Referring expression data
>>>>>

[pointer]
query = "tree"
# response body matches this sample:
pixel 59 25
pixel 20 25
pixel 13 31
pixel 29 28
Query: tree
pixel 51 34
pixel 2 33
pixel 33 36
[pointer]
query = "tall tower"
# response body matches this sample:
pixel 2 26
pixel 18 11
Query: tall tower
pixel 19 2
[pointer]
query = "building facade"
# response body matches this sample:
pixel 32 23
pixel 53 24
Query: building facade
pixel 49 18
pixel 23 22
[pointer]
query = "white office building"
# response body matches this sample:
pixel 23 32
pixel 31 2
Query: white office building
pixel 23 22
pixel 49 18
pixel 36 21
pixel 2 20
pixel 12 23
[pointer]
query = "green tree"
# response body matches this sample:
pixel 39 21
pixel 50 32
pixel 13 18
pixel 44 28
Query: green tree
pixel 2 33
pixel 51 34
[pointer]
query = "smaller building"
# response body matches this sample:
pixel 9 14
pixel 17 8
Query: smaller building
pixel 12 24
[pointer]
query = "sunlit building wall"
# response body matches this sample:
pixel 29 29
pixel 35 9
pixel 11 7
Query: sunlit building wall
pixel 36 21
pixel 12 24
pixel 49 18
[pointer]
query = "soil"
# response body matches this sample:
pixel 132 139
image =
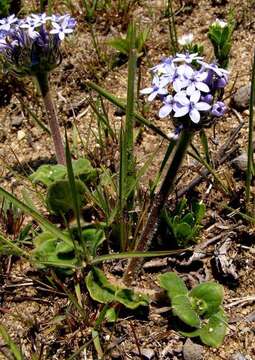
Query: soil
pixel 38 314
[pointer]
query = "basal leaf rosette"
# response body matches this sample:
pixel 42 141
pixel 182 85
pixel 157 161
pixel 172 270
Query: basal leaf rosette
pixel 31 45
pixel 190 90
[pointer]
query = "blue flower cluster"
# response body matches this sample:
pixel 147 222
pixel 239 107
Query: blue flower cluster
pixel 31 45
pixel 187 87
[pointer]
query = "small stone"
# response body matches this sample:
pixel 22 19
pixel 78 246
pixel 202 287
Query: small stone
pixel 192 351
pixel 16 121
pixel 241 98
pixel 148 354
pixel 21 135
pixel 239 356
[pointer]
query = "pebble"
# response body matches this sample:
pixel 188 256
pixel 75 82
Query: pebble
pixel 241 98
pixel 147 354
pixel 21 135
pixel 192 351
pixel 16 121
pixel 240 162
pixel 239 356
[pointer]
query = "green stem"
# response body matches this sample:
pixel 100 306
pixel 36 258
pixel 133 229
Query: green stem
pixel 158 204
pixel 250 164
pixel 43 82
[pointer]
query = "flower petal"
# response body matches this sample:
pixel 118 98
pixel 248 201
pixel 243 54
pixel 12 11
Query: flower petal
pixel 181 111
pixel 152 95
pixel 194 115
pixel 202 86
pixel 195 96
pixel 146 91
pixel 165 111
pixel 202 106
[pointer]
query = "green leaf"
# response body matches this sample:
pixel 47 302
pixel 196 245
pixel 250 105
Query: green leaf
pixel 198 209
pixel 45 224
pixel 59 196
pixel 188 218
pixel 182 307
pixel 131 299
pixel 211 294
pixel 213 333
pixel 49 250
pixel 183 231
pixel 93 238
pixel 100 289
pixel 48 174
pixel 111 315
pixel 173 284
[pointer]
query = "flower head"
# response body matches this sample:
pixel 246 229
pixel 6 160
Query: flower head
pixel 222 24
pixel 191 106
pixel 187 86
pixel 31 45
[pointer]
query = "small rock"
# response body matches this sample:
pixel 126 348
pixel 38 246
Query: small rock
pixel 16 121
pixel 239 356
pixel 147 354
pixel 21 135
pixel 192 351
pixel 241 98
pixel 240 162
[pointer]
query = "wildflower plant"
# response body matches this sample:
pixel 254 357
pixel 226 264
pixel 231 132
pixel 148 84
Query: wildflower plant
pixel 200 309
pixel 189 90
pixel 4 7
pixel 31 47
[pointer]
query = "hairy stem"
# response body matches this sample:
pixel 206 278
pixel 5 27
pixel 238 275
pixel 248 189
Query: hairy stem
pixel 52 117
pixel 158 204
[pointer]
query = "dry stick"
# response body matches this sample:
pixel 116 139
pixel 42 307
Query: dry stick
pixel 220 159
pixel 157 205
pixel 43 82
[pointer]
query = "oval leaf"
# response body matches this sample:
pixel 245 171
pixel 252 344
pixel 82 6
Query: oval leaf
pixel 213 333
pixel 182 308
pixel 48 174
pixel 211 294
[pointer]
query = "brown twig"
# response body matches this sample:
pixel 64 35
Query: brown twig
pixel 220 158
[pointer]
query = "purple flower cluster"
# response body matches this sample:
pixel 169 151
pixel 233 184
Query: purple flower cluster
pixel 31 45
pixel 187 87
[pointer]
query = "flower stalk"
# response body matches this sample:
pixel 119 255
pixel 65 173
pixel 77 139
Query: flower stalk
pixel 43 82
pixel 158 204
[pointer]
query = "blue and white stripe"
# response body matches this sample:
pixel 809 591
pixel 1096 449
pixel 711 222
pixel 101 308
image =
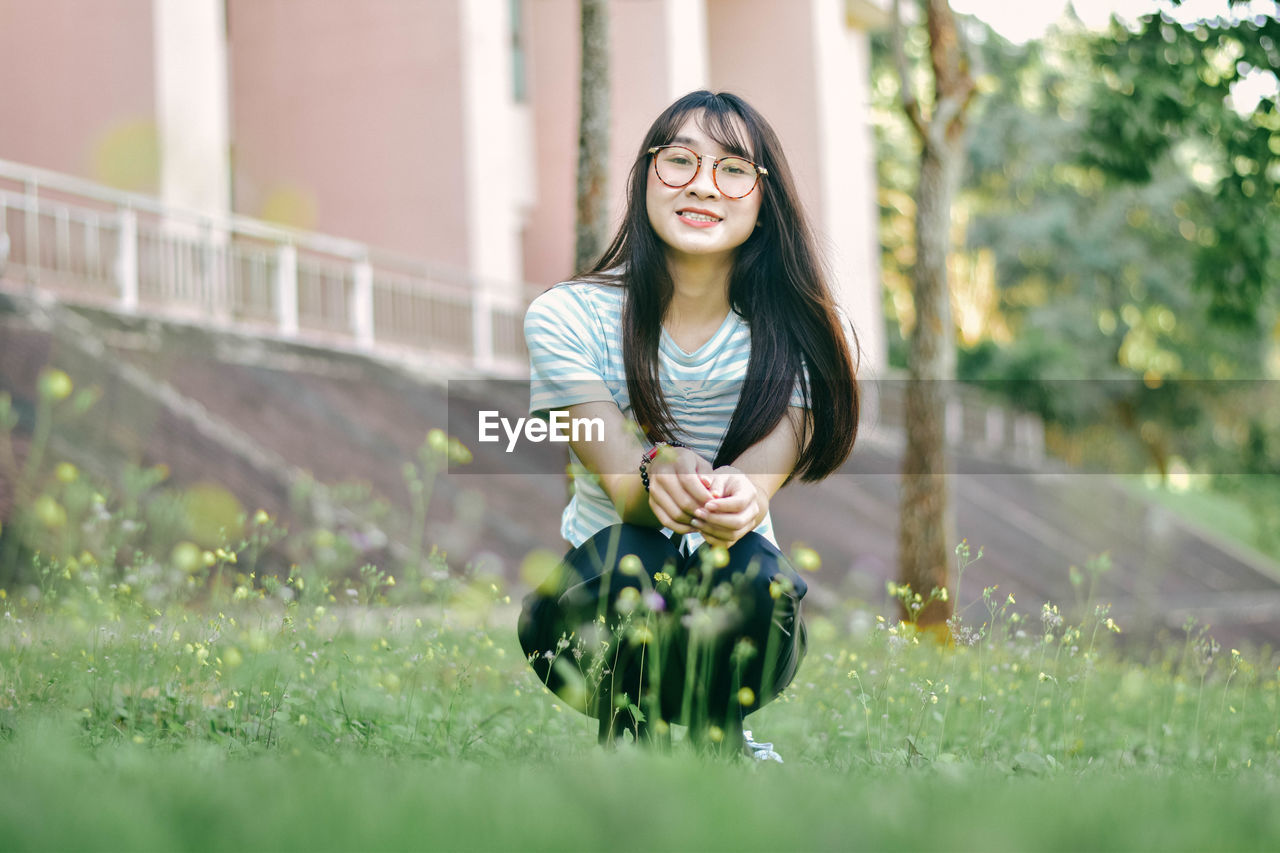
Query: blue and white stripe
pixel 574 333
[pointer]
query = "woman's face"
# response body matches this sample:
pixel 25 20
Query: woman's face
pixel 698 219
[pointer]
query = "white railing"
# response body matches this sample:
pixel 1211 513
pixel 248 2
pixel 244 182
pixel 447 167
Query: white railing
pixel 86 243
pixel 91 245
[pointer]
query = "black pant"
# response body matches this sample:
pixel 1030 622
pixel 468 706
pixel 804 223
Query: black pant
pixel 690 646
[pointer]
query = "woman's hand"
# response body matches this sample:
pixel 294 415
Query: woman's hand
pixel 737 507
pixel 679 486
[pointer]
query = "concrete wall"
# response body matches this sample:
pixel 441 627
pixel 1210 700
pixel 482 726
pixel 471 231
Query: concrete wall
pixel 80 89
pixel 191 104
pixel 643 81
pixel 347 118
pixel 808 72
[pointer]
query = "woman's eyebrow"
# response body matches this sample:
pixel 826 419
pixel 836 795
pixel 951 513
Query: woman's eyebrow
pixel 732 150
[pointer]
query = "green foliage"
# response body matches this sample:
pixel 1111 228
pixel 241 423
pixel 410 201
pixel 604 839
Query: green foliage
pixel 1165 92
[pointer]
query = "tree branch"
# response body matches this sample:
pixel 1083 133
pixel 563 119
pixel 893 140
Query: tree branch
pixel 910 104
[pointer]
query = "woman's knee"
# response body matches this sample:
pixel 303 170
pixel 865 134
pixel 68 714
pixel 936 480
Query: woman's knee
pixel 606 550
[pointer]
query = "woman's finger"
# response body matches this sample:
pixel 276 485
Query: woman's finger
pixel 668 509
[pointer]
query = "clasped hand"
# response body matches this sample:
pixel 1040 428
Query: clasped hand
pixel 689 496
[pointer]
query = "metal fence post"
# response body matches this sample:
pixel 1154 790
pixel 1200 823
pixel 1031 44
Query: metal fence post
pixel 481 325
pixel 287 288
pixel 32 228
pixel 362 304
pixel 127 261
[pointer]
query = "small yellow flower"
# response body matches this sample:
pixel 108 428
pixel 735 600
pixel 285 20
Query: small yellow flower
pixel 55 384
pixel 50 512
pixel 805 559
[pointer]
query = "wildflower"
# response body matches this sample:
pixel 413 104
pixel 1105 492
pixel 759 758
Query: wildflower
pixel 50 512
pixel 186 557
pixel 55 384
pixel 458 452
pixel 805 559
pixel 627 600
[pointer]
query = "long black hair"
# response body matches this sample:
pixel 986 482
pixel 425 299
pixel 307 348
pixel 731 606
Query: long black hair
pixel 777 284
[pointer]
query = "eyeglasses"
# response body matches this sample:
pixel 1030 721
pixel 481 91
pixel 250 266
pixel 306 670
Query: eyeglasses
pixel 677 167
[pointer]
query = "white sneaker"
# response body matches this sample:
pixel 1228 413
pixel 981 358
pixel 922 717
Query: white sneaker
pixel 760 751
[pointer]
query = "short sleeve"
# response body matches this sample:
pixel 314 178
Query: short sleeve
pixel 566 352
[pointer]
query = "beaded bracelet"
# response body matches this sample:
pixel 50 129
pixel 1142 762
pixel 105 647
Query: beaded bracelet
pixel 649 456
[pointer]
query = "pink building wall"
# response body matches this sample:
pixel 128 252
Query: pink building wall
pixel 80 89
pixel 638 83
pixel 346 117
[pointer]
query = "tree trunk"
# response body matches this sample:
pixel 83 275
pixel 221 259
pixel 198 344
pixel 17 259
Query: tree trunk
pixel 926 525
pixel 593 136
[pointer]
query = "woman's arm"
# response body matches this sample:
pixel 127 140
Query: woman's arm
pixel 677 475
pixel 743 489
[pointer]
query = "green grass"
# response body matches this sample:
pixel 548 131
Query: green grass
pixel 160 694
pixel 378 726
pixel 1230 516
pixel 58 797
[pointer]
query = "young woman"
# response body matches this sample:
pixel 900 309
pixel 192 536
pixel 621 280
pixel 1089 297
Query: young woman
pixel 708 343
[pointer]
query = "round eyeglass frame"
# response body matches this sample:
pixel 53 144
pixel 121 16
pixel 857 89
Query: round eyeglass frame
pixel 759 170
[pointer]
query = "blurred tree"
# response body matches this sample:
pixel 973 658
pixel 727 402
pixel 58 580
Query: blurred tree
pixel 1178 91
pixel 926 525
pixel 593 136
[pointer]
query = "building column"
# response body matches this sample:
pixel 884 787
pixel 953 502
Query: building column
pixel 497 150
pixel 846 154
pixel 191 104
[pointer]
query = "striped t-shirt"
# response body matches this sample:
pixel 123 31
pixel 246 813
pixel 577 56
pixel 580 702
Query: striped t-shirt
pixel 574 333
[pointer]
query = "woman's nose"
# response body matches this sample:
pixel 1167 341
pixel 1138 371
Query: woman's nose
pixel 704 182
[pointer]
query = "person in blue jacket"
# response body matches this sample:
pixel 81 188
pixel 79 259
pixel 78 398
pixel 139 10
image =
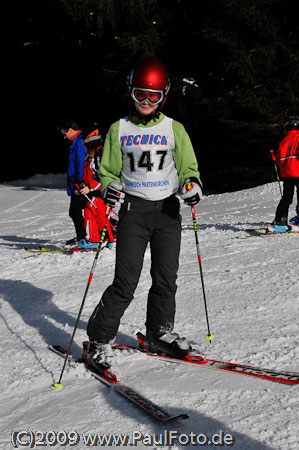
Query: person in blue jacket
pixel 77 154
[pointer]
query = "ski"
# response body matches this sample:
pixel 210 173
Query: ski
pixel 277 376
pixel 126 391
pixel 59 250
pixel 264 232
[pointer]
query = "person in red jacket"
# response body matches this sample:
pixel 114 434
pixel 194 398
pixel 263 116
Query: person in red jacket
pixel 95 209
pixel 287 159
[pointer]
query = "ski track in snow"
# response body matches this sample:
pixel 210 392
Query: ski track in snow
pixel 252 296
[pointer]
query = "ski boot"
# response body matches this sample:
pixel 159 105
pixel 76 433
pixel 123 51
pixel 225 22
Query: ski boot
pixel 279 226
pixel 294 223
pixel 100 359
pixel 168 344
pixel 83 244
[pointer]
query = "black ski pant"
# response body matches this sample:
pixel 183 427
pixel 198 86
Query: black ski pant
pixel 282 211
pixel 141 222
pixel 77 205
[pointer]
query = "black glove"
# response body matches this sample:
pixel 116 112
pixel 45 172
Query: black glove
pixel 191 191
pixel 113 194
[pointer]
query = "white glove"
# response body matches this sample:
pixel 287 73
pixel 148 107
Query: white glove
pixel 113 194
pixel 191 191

<<<<<

▸ WHAT YOU SHOULD DO
In the data above, find the line with "Query: green stem" and the line with "pixel 42 307". Retype both, plus every line between them, exactly.

▸ RESULT
Query: green stem
pixel 158 204
pixel 250 164
pixel 43 82
[pointer]
query = "flower petal"
# response body matches this sample:
pixel 118 98
pixel 248 201
pixel 243 54
pixel 12 11
Query: flower petal
pixel 181 111
pixel 152 95
pixel 194 115
pixel 202 86
pixel 195 96
pixel 146 91
pixel 165 111
pixel 202 106
[pointer]
query = "green leaf"
# response body matches this sample:
pixel 47 302
pixel 196 245
pixel 250 105
Query: green leaf
pixel 198 209
pixel 45 224
pixel 59 196
pixel 188 218
pixel 182 307
pixel 131 299
pixel 211 294
pixel 213 333
pixel 49 250
pixel 183 231
pixel 93 238
pixel 100 289
pixel 48 174
pixel 111 315
pixel 173 284
[pointer]
query = "flower head"
# response body matches this sample:
pixel 246 229
pixel 6 160
Query: flower head
pixel 222 24
pixel 191 106
pixel 187 86
pixel 31 45
[pointer]
query = "small rock"
# response body matches this sample:
pixel 126 348
pixel 38 246
Query: small rock
pixel 16 121
pixel 239 356
pixel 147 354
pixel 21 135
pixel 192 351
pixel 241 98
pixel 240 162
[pointer]
query = "wildflower plant"
# response body matches this sample:
pixel 254 357
pixel 226 264
pixel 231 132
pixel 148 84
Query: wildflower plant
pixel 200 309
pixel 189 90
pixel 4 7
pixel 31 47
[pointer]
query = "hairy stem"
# response body matches this sample:
pixel 206 278
pixel 5 27
pixel 238 275
pixel 248 189
Query: hairy stem
pixel 52 117
pixel 158 204
[pointer]
query = "dry stick"
# response body matches this sample:
pixel 116 139
pixel 42 307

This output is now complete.